What you are asked to do: Can you print every record below exactly as written?

[Location annotation dataset excerpts]
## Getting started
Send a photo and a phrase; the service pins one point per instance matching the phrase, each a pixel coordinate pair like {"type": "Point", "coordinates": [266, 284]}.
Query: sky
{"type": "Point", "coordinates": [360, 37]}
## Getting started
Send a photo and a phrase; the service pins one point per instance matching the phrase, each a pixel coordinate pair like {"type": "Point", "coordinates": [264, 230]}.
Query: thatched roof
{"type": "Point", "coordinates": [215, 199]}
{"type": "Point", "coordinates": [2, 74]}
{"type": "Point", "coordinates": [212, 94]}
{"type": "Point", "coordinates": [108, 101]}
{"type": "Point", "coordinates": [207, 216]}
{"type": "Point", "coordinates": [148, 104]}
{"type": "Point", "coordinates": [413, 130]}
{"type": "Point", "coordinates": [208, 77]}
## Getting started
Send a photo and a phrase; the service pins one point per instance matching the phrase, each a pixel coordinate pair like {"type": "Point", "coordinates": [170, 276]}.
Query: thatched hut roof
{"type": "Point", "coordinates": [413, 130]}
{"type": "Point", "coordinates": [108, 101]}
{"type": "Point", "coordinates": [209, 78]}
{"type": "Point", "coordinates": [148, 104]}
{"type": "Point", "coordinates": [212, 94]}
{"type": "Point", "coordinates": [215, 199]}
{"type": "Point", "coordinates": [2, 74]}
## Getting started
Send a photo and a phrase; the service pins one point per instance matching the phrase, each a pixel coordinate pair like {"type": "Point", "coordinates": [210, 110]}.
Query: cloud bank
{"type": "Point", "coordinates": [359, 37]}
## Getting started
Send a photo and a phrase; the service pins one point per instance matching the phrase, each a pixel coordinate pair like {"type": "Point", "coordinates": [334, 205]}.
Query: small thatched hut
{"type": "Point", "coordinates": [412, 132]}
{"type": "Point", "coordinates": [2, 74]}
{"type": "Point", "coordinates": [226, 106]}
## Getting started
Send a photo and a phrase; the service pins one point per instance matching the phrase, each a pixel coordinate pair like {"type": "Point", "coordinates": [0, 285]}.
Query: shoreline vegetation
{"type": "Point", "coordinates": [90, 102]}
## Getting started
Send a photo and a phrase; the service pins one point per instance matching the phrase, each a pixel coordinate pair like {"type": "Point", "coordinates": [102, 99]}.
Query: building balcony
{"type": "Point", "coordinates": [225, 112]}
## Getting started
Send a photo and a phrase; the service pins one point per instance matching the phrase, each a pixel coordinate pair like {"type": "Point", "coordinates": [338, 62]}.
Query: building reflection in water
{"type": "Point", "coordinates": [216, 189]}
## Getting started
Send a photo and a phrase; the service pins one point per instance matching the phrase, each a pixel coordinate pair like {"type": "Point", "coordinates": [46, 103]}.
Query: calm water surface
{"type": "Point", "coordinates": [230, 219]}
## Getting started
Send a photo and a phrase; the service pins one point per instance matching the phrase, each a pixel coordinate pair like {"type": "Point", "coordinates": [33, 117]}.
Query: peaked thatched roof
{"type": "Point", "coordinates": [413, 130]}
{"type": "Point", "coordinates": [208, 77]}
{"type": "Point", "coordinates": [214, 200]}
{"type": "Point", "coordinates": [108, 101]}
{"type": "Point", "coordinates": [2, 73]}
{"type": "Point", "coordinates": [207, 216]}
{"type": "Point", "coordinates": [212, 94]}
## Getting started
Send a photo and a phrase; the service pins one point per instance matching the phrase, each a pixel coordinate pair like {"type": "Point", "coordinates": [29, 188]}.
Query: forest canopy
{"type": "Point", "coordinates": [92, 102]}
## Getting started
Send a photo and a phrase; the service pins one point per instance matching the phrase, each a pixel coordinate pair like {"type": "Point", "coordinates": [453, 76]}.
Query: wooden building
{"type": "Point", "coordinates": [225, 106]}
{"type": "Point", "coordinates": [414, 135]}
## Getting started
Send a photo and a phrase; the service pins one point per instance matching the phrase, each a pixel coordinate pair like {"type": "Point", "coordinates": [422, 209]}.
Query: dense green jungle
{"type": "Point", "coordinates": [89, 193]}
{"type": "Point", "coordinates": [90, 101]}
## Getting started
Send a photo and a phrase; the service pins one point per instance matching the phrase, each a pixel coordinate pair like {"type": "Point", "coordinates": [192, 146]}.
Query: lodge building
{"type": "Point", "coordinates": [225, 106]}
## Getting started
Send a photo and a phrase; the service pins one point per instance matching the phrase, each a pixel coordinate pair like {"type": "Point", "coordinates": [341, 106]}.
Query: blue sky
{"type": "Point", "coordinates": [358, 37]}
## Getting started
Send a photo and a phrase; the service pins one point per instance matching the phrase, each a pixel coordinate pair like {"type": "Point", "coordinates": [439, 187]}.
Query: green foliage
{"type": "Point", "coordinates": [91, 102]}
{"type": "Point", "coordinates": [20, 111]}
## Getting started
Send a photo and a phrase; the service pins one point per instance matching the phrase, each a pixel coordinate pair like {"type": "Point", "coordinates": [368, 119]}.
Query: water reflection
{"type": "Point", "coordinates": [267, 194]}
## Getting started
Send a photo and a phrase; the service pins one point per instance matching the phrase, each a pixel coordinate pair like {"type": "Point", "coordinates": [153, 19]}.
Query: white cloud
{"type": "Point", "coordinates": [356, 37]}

Answer for this exercise:
## Getting started
Send a photo and a phrase; the service pins one point per instance matching the phrase, each a pixel coordinate pair like {"type": "Point", "coordinates": [266, 284]}.
Query: sky
{"type": "Point", "coordinates": [360, 37]}
## Getting started
Send a photo and a phrase; the service pins one point per instance matching the phrase, each a pixel coordinate pair like {"type": "Point", "coordinates": [264, 230]}.
Query: thatched roof
{"type": "Point", "coordinates": [215, 199]}
{"type": "Point", "coordinates": [2, 74]}
{"type": "Point", "coordinates": [212, 94]}
{"type": "Point", "coordinates": [108, 101]}
{"type": "Point", "coordinates": [207, 216]}
{"type": "Point", "coordinates": [148, 104]}
{"type": "Point", "coordinates": [413, 130]}
{"type": "Point", "coordinates": [208, 77]}
## Getting started
Send a photo and a phrase; the service pins one point per instance matching the phrase, each a pixel coordinate pair like {"type": "Point", "coordinates": [170, 276]}.
Query: thatched hut roof
{"type": "Point", "coordinates": [413, 130]}
{"type": "Point", "coordinates": [108, 101]}
{"type": "Point", "coordinates": [209, 78]}
{"type": "Point", "coordinates": [148, 104]}
{"type": "Point", "coordinates": [212, 94]}
{"type": "Point", "coordinates": [215, 199]}
{"type": "Point", "coordinates": [2, 74]}
## Getting started
Send a photo and a phrase; the service pins one point per instance matching the phrase, each a pixel coordinate pair like {"type": "Point", "coordinates": [210, 110]}.
Query: cloud bank
{"type": "Point", "coordinates": [359, 37]}
## Getting started
Send a photo and a phrase; the service pins one point per instance matching the phrase, each a pixel coordinate pair like {"type": "Point", "coordinates": [334, 205]}.
Query: small thatched hut
{"type": "Point", "coordinates": [412, 132]}
{"type": "Point", "coordinates": [2, 74]}
{"type": "Point", "coordinates": [226, 106]}
## Getting started
Send a photo and a phrase; the service pins one point per instance matching the phrase, each a pixel coordinate pair like {"type": "Point", "coordinates": [0, 285]}.
Query: shoreline vegetation
{"type": "Point", "coordinates": [90, 102]}
## Getting started
Send a photo and a phrase; the service pins one point per instance matching the phrase, each a pixel coordinate pair like {"type": "Point", "coordinates": [102, 99]}.
Query: building balcony
{"type": "Point", "coordinates": [225, 112]}
## Getting started
Send a photo and a phrase; the service pins one point per instance matching the phrase, each a pixel coordinate pair like {"type": "Point", "coordinates": [338, 62]}.
Query: building reflection in water
{"type": "Point", "coordinates": [216, 189]}
## Getting started
Send a photo and a phrase; the service pins one point per instance matching the phrase, each a pixel coordinate pair like {"type": "Point", "coordinates": [46, 103]}.
Query: calm water surface
{"type": "Point", "coordinates": [230, 219]}
## Getting started
Send a photo and a phrase; the service pins one point per instance matching the phrase, each a pixel coordinate pair like {"type": "Point", "coordinates": [33, 117]}.
Query: peaked thatched roof
{"type": "Point", "coordinates": [413, 130]}
{"type": "Point", "coordinates": [208, 77]}
{"type": "Point", "coordinates": [214, 200]}
{"type": "Point", "coordinates": [108, 101]}
{"type": "Point", "coordinates": [2, 73]}
{"type": "Point", "coordinates": [207, 216]}
{"type": "Point", "coordinates": [212, 94]}
## Getting started
Send a photo and a phrase; the service pins one point per instance matching the phrase, each a pixel coordinate pair like {"type": "Point", "coordinates": [29, 188]}.
Query: forest canopy
{"type": "Point", "coordinates": [92, 102]}
## Getting started
Send a photo and a phrase; the service pins one point per instance matching the phrase, each a pixel coordinate pair like {"type": "Point", "coordinates": [453, 76]}.
Query: wooden building
{"type": "Point", "coordinates": [225, 106]}
{"type": "Point", "coordinates": [414, 135]}
## Getting started
Send a photo and a phrase; the service pins one point per instance matching the phrase, each a pixel coordinate pair like {"type": "Point", "coordinates": [422, 209]}.
Query: dense green jungle
{"type": "Point", "coordinates": [89, 193]}
{"type": "Point", "coordinates": [90, 101]}
## Getting started
Send a photo and a phrase; the service pins one point per instance matching the phrase, each a pixel coordinate pair like {"type": "Point", "coordinates": [192, 146]}.
Query: lodge building
{"type": "Point", "coordinates": [225, 106]}
## Getting started
Send a photo and a phrase; the service pins one point per instance matching the phrase, each a pixel coordinate pair like {"type": "Point", "coordinates": [341, 106]}.
Query: blue sky
{"type": "Point", "coordinates": [358, 37]}
## Getting started
Send a photo and a phrase; the service pins one point per instance matching the phrase, each a pixel coordinate pair like {"type": "Point", "coordinates": [439, 187]}.
Query: green foliage
{"type": "Point", "coordinates": [91, 102]}
{"type": "Point", "coordinates": [20, 111]}
## Getting started
Send a photo and a phrase; the service pins one point per instance matching the phrase, each a pixel coordinate pair like {"type": "Point", "coordinates": [368, 119]}.
Query: water reflection
{"type": "Point", "coordinates": [267, 194]}
## Getting started
Send a photo and a phrase; the service pins one point per instance matching the phrase, each a pixel coordinate pair like {"type": "Point", "coordinates": [153, 19]}.
Query: white cloud
{"type": "Point", "coordinates": [356, 37]}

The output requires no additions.